## [THE REQUEST]
Copy out every row below, requests included, adding 43 to each number in the pixel coordinates of the marked points. Leave the pictures out of your answer.

## [Items from a data source]
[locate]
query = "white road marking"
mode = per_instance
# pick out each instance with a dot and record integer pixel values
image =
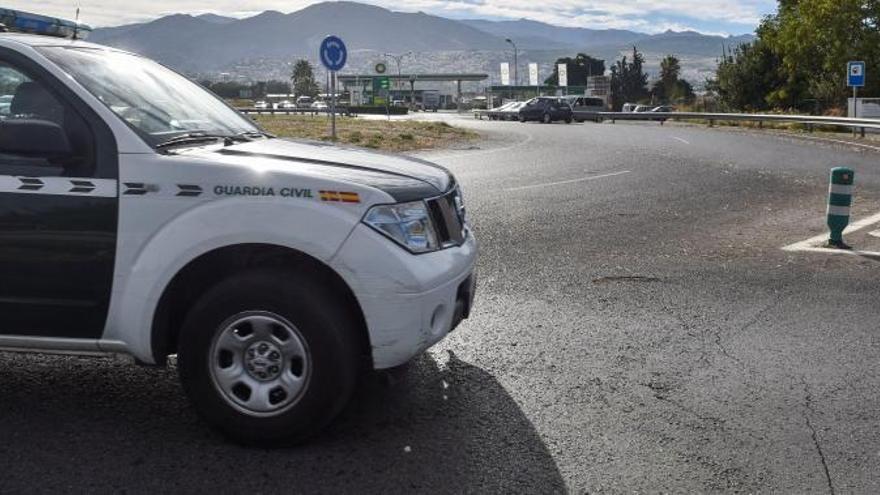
(572, 181)
(814, 244)
(829, 140)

## [THE RESULT]
[locate]
query = "white road marking"
mode = per_instance
# pick out each instance with a dot and record integer pixel values
image =
(615, 224)
(857, 287)
(872, 183)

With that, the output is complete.